## What is asked
Turn all of the lines below into a numbered list, leaving out any blank lines. Do not include the pictures in your answer.

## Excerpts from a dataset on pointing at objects
------------------------------------
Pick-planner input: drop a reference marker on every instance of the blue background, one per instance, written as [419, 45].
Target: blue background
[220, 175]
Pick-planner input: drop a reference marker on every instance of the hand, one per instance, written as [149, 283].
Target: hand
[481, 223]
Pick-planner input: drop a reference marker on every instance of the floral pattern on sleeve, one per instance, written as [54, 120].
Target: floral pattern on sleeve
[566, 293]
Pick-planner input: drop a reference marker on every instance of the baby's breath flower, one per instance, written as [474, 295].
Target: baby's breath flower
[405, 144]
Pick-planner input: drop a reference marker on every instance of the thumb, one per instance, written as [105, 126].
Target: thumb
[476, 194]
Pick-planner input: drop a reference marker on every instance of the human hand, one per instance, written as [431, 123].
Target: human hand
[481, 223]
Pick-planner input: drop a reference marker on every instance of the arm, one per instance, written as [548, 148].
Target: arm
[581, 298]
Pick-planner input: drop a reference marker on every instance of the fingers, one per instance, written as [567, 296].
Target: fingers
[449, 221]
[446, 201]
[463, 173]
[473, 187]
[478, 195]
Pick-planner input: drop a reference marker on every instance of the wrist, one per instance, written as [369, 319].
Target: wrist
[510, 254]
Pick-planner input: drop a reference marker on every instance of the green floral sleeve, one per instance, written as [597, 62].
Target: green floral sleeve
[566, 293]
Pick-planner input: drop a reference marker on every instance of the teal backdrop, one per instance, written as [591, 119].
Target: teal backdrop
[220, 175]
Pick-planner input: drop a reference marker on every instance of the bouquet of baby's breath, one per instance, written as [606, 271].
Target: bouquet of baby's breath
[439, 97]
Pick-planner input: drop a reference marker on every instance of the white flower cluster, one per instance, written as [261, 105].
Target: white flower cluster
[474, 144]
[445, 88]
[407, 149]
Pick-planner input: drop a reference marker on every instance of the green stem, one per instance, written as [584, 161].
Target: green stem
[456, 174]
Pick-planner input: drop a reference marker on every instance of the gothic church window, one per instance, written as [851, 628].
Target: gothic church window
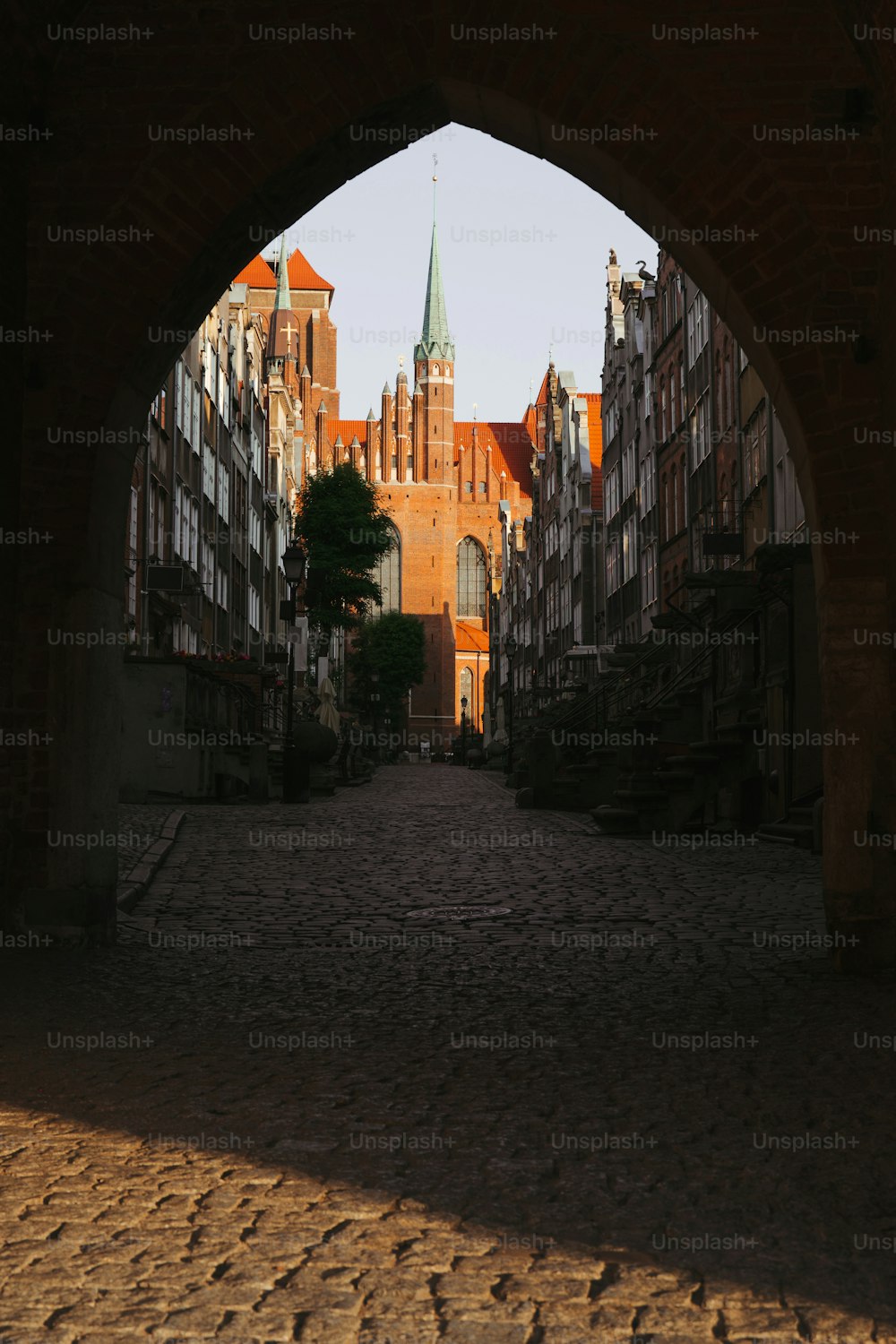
[389, 575]
[470, 578]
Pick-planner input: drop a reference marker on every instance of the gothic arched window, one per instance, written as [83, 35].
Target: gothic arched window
[466, 690]
[470, 578]
[389, 575]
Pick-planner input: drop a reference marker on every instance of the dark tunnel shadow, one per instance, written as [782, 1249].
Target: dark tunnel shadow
[503, 1107]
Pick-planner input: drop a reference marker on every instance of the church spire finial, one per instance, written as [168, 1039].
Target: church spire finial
[435, 339]
[282, 279]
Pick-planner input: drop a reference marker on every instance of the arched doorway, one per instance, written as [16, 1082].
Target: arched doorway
[766, 250]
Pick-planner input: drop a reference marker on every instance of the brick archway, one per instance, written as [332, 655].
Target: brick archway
[691, 158]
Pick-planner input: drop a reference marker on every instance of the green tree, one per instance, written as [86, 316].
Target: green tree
[344, 534]
[392, 648]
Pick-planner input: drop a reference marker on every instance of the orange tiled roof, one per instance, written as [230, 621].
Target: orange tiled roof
[349, 429]
[469, 640]
[303, 274]
[258, 274]
[595, 449]
[511, 445]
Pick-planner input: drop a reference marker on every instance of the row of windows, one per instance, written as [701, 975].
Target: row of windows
[470, 577]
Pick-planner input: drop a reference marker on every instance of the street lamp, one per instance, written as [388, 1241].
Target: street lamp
[375, 699]
[295, 572]
[509, 648]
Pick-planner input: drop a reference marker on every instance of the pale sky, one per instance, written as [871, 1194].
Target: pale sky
[522, 246]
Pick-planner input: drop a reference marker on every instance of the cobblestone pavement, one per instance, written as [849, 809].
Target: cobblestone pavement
[139, 828]
[324, 1117]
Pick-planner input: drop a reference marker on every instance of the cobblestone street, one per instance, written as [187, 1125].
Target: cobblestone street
[625, 1098]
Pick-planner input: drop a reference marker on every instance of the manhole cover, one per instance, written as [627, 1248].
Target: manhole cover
[458, 911]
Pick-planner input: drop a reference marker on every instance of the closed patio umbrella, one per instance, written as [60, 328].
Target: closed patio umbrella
[328, 714]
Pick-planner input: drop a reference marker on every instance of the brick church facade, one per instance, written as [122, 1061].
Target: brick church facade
[441, 480]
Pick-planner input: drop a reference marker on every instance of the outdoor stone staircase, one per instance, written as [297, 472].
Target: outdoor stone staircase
[799, 828]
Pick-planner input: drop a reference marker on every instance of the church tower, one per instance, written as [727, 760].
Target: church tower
[282, 331]
[435, 373]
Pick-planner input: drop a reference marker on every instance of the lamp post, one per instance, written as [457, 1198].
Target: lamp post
------------------------------------
## Task response
1. Pick-planner input: drop a reference marker on every instance of the blue background, one per instance, written as [419, 45].
2. Target: blue background
3. [220, 175]
4. Pick-planner input: drop a reference marker on every instance of the hand, one per instance, written as [149, 283].
5. Target: hand
6. [481, 223]
7. Pick-planner input: drop a reference marker on every instance of the floral pattern on sleeve, one per instance, written as [54, 120].
8. Target: floral pattern on sleeve
9. [566, 293]
10. Pick-planner input: drop a reference marker on every instance of the baby's breath flower, one per instance, written as [474, 295].
11. Target: baby's breath flower
12. [405, 144]
13. Pick-planner input: drop a reference marker on every instance of the thumb, one per instance, written as [105, 126].
14. Target: thumb
15. [476, 194]
16. Pick-planner input: drop a reference marker on every instance of the human hand, one per instance, written as [431, 123].
17. Target: human hand
18. [481, 223]
19. Pick-planner input: drop a reference marker on every instance of the arm, one per instance, written as [548, 148].
20. Target: arm
21. [581, 298]
22. Pick-planner input: drop a reference marker on every instance of the fingers, one per instance, written as [567, 296].
23. Target: fingers
24. [449, 221]
25. [446, 201]
26. [463, 173]
27. [473, 187]
28. [478, 195]
29. Pick-planner input: drop a reference marker on every instance of the wrist, one per instance, written as [369, 319].
30. Target: wrist
31. [510, 254]
32. Pick-planner input: drop a reference marker on every instance of the green floral sleeve, one per instance, written as [597, 62].
33. Target: green floral sleeve
34. [566, 293]
35. Pick-planner input: drop a reference marker on every instance of the teal backdrop, one per instance, written as [591, 119].
36. Target: teal backdrop
37. [220, 175]
38. Pick-planner input: drop a reference marker on every instance of the bouquet of baby's breath, one per instance, written as [606, 271].
39. Target: bouquet of baby's breath
40. [439, 97]
41. Pick-planner input: drop a reference marker on every instance of the white flower cluster, one per instance, written as [261, 105].
42. Target: white flower cluster
43. [474, 144]
44. [445, 88]
45. [407, 149]
46. Pick-planner input: drop a reference marker on every instance of the green stem, one per instance, written as [584, 161].
47. Target: green stem
48. [456, 174]
49. Pick-planner input: drop a reference marker on every instance of the gothic church window, one per instance, written as [851, 628].
50. Target: gothic church window
51. [389, 575]
52. [470, 578]
53. Pick-planner input: drop a reference marker on every instance of the gothic arched window, one per instance, written as [83, 35].
54. Target: gothic arched window
55. [466, 690]
56. [470, 578]
57. [389, 575]
58. Pick-planner input: drop a reference marker on every instance of the dark tunnel shadow, one per instance, written as [782, 1249].
59. Target: dark tunnel shadow
60. [503, 1107]
61. Pick-planner input: drop a reference marker on every instance of the church spire finial, one per instance, written as [168, 1039].
62. Target: church spire finial
63. [435, 339]
64. [282, 279]
65. Pick-planner input: drop a reference marker on every instance of the arched doorway, one per instance, written as [16, 1082].
66. Target: arched doorway
67. [766, 250]
68. Pick-planner input: drop a reference marker on every instance of the brick archway, one per instance, written as [332, 655].
69. Target: brick archway
70. [691, 158]
71. Pick-planner input: drop a reference marker on every instance of the green tree, one per instance, written as [86, 316].
72. Target: green tree
73. [344, 534]
74. [392, 648]
75. Pick-planner input: drop a reference marker on every instance of the orange tiled roof, one per instance, written as [230, 621].
76. Target: orange tiled roof
77. [349, 429]
78. [469, 640]
79. [303, 274]
80. [258, 274]
81. [595, 449]
82. [511, 445]
83. Pick-planner input: drop a reference marker on every instance of the row of windows, one per instance, written as [701, 975].
84. Target: row of windows
85. [470, 577]
86. Pick-planner input: drop a reference marker on every instance of the street lamp, one per instance, written as [388, 1241].
87. Target: street lamp
88. [375, 699]
89. [295, 572]
90. [509, 648]
91. Pick-planner input: drop a reference marker on every instance of the pale sky, one per instance, written as [871, 1194].
92. Target: pale sky
93. [522, 246]
94. Pick-planner input: drop a reference marker on every instance of the cobblestone pavement, one per instance, written as [849, 809].
95. Target: cobblestone pavement
96. [139, 828]
97. [324, 1117]
98. Pick-planner input: drop a reference marker on every instance of the cobblestone street, one per instance, written as [187, 1125].
99. Target: cobblestone street
100. [625, 1098]
101. Pick-planner input: drop a reference marker on every instance of the manhole cover, one per instance, written as [627, 1248].
102. Target: manhole cover
103. [458, 911]
104. Pick-planner input: drop a reference marker on every instance of the closed patio umbrella, one per instance, written as [60, 328].
105. Target: closed patio umbrella
106. [328, 714]
107. Pick-planner input: drop a reference marker on every instance of the brick church facade, one per instance, written as [122, 1061].
108. Target: brick church facade
109. [441, 480]
110. Pick-planner input: drop a reference marker on every instance of the outdoor stone staircase, one per instance, written as [297, 472].
111. Target: outdoor stone staircase
112. [799, 828]
113. Pick-planner input: drop a reference marker on every instance of the church tower, one per instance, written as [727, 760].
114. Target: church tower
115. [282, 331]
116. [435, 373]
117. Pick-planner input: drop a reference marker on every instance of the lamp post, one per instance, written as [457, 1198].
118. Target: lamp post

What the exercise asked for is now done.